Quoted text:
════════
Zheng Yongnian, Ukraine and the New World Order

Zheng Yongnian, “The War in Ukraine Blurs the Two Main Lines, But Many People Misunderstand China’s Role”[1]
 

 Introduction and Translation by David Ownby

Introduction

Zheng Yongnian (b. 1962) is the Presidential Chair Professor and the Founding Director of the Advanced Institute of Global and Contemporary China Studies at the Chinese University of Hong Kong, Shenzhen, where he relocated in 2020 after spending much of his career at the National University of Singapore.  He has been a prolific scholar and commentator in both English and Chinese (a partial CV is available here).  In the piece translated here, Zheng draws on his specialization in international relations to try to assess the effects of the Russian war in Ukraine on the future world order. 

Zheng’s text is closer to Chinese government and mainstream opinion on the Russian invasion that companion pieces I have translated on the same topic (see herehere, and here), and indeed the piece is singled out in a recent New York Times article (“China Sees at Least One Winner Emerging From Ukraine War: China,” March 14, 2022) as an example of China’s geopolitical ambitions in the context of the war.  Zheng’s argument is indeed fairly predictable, as he praises Putin as a clever strongman, castigates NATO for its eastward expansion, and ridicules Ukraine for its incompetent politicians and its utopian dreams of joining Europe.  He also argues that the Russian resurgence means that Francis Fukuyama’s “end of history” has been proven wrong yet again, that the conflict between Russia and the West will diminish the effectiveness of efforts to contain China, and that, overall, “the scales of geopolitics are once again tilted in China’s favor.”
════════
Dataset content:
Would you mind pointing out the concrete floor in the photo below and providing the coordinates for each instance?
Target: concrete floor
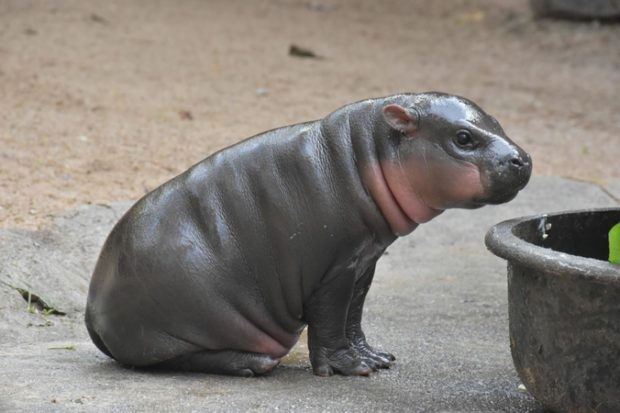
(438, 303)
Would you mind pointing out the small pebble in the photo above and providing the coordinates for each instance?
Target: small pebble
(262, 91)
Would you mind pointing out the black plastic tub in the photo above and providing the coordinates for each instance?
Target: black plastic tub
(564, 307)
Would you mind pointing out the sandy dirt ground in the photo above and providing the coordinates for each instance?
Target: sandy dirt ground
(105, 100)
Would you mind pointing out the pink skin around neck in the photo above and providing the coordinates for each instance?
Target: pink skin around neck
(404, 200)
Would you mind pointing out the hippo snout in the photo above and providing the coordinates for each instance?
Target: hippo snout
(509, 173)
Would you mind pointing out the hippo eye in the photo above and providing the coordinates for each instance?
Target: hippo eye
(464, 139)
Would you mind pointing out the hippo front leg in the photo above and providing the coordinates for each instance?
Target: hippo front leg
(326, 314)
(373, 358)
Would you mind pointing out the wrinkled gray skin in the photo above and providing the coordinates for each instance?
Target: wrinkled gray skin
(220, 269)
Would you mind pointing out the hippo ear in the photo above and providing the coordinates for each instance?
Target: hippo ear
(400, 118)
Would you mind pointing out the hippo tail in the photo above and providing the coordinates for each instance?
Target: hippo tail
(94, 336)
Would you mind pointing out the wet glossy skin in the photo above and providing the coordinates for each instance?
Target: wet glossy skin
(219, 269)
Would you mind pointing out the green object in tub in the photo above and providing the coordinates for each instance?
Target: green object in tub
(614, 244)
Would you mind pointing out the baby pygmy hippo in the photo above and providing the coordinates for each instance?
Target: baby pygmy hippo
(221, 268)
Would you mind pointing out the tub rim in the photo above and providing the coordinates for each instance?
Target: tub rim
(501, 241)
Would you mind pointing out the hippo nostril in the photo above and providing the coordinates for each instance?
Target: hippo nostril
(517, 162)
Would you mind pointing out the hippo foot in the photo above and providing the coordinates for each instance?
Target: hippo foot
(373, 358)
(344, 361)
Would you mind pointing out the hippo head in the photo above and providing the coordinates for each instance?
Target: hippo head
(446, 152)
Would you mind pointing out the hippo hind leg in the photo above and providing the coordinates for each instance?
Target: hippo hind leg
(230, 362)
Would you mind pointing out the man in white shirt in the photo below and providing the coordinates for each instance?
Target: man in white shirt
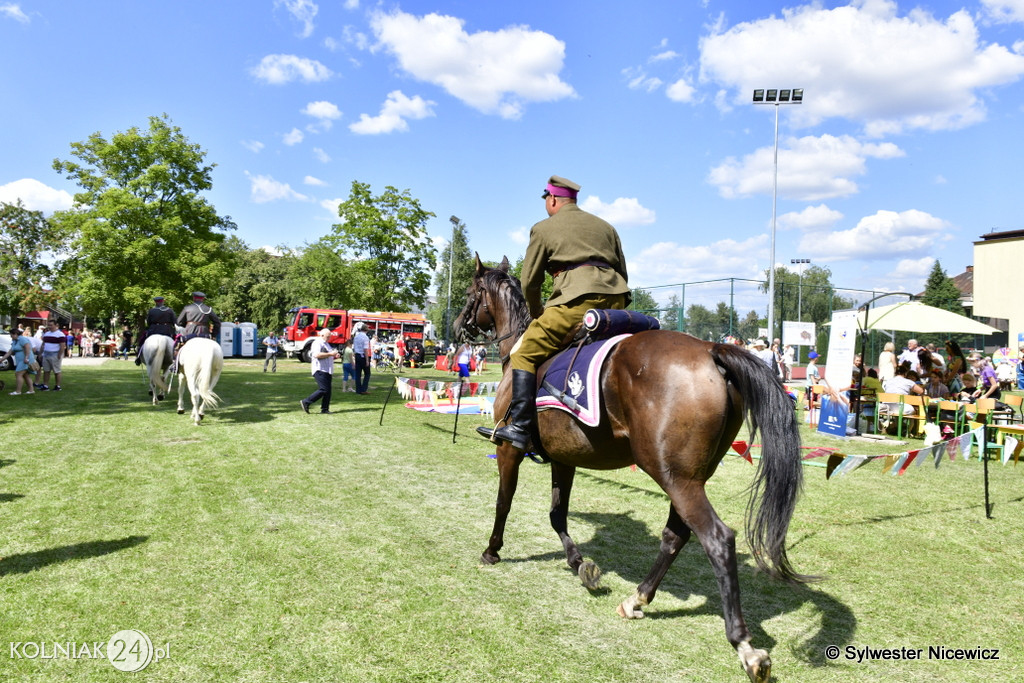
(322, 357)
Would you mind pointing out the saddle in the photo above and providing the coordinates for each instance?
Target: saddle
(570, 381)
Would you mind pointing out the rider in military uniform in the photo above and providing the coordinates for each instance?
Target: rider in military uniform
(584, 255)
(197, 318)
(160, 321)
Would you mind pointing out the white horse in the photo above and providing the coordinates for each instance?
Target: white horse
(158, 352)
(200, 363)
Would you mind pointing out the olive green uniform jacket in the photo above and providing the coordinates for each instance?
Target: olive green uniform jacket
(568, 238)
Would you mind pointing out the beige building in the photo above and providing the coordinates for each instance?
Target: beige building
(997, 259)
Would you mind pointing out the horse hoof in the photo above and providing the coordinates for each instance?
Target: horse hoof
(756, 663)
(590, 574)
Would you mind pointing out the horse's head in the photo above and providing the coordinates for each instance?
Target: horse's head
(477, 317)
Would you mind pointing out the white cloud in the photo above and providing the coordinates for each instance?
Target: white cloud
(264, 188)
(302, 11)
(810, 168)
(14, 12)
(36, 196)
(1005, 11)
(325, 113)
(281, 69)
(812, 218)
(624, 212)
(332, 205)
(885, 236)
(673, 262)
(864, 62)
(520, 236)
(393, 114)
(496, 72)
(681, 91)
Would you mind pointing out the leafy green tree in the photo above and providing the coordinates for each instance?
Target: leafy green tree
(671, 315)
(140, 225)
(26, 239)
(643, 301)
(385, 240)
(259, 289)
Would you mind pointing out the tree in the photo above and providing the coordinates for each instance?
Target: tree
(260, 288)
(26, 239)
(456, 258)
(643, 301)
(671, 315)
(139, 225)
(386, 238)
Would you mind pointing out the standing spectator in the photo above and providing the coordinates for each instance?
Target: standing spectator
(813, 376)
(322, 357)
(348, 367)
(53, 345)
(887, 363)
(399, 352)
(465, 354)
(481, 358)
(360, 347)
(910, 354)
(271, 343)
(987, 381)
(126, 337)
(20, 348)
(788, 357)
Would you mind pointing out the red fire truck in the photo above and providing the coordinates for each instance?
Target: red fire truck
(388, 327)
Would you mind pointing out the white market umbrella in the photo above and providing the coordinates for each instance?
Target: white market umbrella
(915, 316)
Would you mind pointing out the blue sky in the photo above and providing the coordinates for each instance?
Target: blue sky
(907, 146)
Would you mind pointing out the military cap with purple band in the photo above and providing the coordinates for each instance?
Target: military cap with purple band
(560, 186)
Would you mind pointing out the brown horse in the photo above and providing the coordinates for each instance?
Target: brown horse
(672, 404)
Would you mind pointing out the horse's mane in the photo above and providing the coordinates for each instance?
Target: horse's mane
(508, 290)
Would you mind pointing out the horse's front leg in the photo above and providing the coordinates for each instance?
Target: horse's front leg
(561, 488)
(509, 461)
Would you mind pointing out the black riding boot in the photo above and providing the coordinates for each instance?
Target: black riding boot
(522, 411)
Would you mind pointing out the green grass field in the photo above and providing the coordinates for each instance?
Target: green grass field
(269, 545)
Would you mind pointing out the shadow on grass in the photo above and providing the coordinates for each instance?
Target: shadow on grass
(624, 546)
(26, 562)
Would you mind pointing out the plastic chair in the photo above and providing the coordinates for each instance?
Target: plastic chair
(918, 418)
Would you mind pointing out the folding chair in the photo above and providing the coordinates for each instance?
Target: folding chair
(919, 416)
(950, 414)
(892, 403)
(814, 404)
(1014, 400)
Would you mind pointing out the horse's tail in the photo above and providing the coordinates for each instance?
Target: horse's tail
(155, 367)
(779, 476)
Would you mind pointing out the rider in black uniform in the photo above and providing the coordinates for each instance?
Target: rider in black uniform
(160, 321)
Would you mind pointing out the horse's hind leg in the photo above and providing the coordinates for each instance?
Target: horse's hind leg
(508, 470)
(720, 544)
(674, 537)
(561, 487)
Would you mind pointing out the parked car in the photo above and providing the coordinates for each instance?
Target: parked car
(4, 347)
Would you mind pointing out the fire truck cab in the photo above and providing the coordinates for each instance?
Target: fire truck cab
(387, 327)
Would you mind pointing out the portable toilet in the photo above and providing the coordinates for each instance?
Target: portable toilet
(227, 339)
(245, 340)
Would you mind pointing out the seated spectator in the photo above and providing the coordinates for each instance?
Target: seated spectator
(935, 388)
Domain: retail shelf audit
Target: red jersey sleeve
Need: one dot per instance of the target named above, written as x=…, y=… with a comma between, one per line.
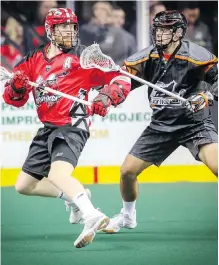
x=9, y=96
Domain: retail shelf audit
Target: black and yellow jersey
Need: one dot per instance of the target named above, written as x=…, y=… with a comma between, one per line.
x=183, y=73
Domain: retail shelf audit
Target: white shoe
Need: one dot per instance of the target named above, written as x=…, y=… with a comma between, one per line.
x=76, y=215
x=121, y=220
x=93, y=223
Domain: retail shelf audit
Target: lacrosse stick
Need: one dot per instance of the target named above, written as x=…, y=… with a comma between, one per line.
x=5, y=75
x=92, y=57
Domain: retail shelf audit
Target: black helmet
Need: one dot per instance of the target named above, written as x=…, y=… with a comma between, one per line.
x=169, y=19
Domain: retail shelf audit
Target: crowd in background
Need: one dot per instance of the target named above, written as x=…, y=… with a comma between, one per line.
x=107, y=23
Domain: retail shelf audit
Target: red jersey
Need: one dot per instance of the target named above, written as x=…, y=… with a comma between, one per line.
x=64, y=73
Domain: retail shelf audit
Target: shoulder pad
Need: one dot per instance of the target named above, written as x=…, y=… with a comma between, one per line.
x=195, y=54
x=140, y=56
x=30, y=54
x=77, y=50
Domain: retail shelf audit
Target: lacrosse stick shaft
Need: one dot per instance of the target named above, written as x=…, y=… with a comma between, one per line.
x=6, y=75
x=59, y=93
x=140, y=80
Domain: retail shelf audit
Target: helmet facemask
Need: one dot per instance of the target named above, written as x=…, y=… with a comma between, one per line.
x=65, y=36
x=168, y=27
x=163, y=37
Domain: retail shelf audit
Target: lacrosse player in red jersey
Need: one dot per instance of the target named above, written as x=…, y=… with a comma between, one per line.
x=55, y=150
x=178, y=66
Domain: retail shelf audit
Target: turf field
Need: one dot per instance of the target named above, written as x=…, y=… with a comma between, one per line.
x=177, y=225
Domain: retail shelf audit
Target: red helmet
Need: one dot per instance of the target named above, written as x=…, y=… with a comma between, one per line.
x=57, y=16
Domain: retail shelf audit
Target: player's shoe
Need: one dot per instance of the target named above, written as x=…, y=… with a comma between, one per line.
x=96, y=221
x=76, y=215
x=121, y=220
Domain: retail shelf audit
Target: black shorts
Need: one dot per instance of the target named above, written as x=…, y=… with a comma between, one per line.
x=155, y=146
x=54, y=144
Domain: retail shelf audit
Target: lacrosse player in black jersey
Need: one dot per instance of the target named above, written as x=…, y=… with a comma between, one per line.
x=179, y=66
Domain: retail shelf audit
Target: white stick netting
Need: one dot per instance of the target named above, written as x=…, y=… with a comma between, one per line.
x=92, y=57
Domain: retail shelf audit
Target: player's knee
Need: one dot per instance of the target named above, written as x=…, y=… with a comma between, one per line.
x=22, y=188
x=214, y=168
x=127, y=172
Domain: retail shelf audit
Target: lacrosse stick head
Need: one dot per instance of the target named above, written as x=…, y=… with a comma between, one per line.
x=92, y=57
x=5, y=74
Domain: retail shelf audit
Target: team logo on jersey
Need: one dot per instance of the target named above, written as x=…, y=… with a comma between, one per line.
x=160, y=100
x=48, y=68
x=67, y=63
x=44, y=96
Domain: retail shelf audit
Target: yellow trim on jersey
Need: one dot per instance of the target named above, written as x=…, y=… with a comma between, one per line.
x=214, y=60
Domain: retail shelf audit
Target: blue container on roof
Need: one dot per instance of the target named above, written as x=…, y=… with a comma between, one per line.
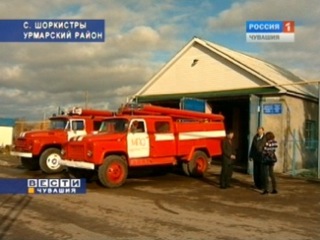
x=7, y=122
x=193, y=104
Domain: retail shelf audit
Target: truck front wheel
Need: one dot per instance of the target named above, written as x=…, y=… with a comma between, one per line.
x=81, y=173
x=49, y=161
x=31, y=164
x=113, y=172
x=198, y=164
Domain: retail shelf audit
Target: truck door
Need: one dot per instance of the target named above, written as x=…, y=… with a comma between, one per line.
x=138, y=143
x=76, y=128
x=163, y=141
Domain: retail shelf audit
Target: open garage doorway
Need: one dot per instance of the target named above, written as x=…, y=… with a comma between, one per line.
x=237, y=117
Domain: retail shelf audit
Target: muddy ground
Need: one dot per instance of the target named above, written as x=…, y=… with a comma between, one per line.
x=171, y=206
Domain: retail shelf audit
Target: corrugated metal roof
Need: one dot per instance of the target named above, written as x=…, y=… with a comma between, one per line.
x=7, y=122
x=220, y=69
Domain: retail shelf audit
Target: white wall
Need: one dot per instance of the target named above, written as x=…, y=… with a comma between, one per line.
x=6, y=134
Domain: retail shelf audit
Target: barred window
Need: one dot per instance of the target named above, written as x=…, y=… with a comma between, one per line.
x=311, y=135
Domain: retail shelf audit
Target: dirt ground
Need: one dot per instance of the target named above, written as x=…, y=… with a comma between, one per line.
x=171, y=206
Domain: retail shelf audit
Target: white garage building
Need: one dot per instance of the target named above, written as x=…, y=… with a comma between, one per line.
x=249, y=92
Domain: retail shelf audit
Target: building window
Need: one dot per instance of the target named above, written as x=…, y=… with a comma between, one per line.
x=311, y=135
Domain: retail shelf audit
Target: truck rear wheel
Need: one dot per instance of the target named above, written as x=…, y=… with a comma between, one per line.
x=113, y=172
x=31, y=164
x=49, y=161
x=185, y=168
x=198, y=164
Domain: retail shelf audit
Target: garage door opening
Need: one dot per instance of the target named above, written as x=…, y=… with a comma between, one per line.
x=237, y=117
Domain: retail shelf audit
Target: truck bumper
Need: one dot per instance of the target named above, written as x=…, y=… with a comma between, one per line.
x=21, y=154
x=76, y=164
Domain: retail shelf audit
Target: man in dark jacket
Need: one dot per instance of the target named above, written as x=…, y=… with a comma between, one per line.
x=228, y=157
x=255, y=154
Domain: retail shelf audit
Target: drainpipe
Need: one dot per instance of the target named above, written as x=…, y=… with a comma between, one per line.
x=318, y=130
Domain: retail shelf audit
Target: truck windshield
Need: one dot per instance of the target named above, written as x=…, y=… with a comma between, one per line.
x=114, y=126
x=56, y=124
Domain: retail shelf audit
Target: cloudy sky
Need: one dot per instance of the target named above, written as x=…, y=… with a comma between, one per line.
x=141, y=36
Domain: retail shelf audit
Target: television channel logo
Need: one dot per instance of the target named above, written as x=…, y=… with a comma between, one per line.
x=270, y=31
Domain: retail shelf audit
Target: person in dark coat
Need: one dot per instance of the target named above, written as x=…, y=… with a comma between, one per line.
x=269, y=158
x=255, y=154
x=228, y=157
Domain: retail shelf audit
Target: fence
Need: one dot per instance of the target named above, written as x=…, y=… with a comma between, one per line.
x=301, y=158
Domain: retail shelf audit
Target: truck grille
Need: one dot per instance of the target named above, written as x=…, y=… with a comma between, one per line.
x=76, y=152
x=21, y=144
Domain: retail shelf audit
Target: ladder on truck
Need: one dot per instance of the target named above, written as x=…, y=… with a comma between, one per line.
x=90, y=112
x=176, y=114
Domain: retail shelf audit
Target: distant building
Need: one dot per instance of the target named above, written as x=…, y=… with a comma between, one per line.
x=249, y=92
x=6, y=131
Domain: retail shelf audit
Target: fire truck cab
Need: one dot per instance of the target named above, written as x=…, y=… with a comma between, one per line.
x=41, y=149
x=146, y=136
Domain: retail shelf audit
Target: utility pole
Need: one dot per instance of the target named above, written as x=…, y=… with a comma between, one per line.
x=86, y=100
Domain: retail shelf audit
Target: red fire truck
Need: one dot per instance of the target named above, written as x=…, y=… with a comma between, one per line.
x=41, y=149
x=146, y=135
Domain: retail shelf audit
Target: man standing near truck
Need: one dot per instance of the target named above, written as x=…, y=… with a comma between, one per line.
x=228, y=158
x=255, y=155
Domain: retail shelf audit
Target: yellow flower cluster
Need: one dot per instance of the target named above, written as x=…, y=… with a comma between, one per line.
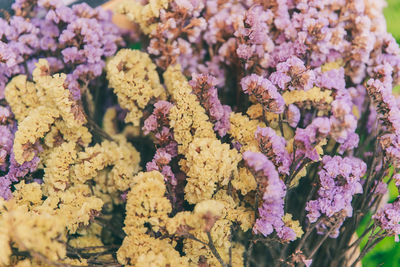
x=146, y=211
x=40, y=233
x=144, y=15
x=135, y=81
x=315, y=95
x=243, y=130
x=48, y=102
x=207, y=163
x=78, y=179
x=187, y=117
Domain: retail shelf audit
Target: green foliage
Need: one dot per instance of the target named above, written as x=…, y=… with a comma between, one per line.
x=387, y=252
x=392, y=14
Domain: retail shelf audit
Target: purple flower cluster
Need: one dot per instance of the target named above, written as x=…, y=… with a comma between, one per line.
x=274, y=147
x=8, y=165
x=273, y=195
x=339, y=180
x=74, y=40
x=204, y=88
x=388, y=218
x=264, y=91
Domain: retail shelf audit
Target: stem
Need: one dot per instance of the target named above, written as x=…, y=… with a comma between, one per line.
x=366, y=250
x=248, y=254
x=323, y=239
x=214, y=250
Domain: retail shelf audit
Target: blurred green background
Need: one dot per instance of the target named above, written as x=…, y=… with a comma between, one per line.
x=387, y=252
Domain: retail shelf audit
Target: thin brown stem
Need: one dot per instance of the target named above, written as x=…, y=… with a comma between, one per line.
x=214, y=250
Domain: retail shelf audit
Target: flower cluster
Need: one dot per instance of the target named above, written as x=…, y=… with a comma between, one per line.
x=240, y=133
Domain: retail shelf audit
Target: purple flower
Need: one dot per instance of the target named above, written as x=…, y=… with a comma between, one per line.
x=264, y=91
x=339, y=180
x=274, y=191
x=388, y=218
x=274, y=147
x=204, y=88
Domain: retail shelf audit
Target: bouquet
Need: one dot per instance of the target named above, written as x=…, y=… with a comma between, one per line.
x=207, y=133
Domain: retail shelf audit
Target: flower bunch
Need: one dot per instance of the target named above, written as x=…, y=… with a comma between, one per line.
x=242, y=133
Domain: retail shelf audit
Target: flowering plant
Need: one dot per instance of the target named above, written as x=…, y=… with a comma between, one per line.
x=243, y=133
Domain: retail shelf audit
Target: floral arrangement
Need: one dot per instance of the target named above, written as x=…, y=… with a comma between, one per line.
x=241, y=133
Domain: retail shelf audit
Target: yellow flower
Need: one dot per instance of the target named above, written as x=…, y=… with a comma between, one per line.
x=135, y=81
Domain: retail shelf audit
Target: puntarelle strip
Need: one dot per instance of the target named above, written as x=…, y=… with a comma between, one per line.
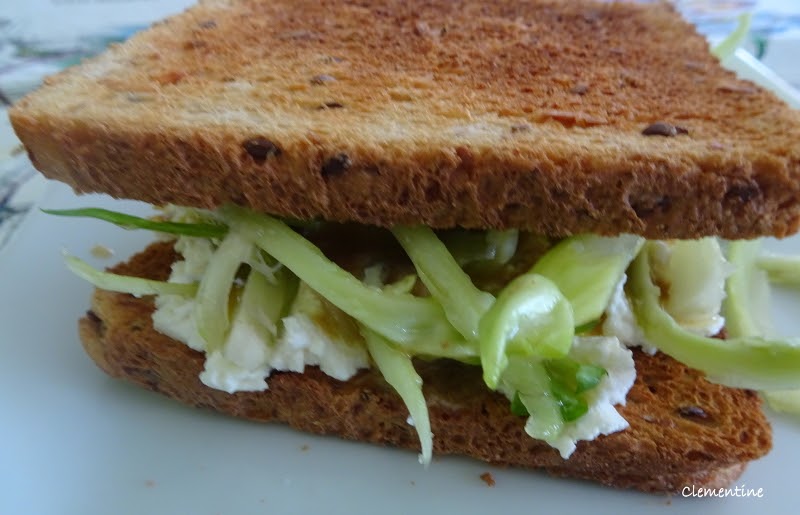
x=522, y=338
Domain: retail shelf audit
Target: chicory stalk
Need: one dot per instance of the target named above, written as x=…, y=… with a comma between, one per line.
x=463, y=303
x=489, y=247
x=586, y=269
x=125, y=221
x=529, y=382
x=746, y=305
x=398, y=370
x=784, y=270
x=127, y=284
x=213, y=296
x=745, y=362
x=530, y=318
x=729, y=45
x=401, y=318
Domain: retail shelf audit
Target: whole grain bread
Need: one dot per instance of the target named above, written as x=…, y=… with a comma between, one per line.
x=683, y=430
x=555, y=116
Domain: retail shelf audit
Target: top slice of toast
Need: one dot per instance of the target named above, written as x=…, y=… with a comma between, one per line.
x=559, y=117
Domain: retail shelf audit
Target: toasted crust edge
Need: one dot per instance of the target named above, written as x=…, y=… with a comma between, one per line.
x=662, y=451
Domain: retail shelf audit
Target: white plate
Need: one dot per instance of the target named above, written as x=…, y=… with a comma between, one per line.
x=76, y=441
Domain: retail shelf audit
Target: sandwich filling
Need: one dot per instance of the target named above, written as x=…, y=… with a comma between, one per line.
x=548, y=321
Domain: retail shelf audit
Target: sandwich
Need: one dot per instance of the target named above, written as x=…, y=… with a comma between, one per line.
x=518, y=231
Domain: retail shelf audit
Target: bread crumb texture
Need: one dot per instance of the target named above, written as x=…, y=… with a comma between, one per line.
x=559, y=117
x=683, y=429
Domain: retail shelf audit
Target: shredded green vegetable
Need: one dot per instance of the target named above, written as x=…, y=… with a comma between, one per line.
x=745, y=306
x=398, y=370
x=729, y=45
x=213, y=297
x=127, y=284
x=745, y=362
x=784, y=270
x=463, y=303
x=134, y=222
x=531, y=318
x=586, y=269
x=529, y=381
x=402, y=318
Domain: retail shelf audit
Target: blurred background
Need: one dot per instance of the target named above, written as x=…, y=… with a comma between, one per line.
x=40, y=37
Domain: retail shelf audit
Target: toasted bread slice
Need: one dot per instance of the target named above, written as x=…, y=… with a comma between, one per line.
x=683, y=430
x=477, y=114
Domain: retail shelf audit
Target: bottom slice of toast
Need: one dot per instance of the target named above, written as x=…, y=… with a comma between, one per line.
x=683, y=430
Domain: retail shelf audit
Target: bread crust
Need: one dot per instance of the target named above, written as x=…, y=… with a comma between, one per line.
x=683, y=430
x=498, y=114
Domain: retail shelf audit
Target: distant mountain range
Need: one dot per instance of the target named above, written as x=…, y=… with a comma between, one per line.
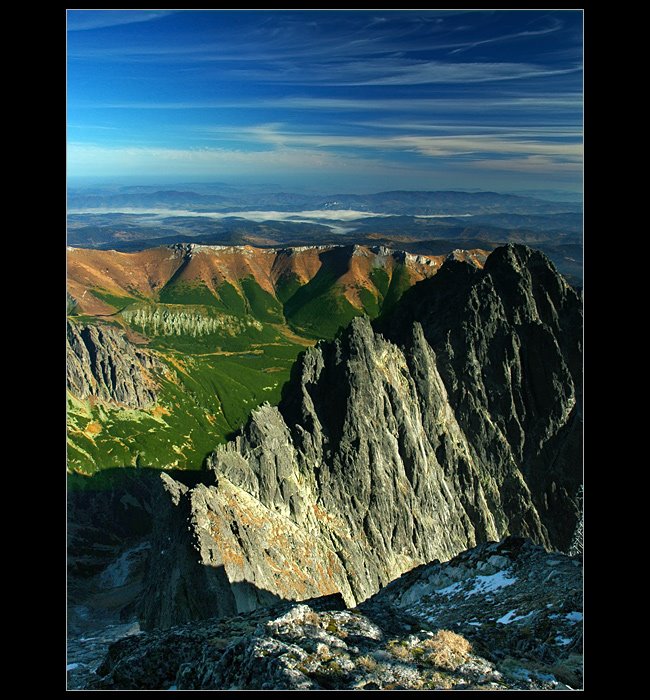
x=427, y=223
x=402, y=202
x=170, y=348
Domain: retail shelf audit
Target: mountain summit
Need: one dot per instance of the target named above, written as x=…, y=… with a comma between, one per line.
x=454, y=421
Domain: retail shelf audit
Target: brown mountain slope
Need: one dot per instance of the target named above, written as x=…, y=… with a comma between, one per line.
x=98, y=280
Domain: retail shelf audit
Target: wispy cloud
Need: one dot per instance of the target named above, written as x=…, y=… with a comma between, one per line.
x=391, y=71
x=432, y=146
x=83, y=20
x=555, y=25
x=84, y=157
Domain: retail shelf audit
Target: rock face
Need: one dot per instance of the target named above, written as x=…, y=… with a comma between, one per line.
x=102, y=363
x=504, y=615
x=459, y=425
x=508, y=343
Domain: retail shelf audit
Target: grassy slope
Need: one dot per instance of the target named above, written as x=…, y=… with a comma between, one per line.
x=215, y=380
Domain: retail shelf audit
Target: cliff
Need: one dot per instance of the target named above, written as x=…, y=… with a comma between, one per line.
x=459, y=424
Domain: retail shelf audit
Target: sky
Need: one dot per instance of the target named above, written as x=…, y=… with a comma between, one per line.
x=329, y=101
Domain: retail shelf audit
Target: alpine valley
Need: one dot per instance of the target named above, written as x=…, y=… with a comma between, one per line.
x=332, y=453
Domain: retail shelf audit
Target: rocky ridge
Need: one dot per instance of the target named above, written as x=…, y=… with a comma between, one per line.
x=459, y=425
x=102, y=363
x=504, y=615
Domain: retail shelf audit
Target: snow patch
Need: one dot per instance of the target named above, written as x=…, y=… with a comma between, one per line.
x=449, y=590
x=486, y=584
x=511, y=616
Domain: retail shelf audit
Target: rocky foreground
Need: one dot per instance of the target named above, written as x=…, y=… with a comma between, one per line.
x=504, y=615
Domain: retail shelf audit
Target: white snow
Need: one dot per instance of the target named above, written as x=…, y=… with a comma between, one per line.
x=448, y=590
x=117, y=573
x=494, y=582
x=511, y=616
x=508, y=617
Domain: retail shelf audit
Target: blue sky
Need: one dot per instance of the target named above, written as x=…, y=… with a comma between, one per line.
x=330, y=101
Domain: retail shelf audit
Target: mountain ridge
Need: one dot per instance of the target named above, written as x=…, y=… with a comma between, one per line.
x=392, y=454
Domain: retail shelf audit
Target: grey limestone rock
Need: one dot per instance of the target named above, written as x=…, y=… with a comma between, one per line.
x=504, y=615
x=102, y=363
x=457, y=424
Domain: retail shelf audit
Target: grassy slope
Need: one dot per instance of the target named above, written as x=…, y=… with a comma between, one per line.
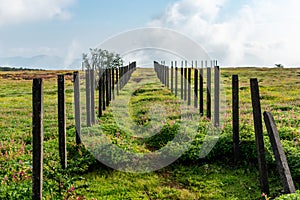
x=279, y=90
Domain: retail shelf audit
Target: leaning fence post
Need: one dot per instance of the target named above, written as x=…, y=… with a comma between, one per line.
════════
Short task 1:
Answer these questions using the Zheng Yongnian introduction:
(a) At which university did Zheng spend much of his career before relocating in 2020?
(b) Which newspaper singled out the translated piece as an example of China's geopolitical ambitions?
(c) Whose "end of history" does Zheng argue has been proven wrong yet again?
Short task 2: From the Zheng Yongnian introduction, transcribe the passage starting with "Zheng Yongnian, Ukraine" and going on through "future world order.".

Solution 1:
(a) The National University of Singapore.
(b) The New York Times.
(c) Francis Fukuyama's.

Solution 2:
Zheng Yongnian, Ukraine and the New World Order

Zheng Yongnian, “The War in Ukraine Blurs the Two Main Lines, But Many People Misunderstand China’s Role”[1]
 

 Introduction and Translation by David Ownby

Introduction

Zheng Yongnian (b. 1962) is the Presidential Chair Professor and the Founding Director of the Advanced Institute of Global and Contemporary China Studies at the Chinese University of Hong Kong, Shenzhen, where he relocated in 2020 after spending much of his career at the National University of Singapore.  He has been a prolific scholar and commentator in both English and Chinese (a partial CV is available here).  In the piece translated here, Zheng draws on his specialization in international relations to try to assess the effects of the Russian war in Ukraine on the future world order.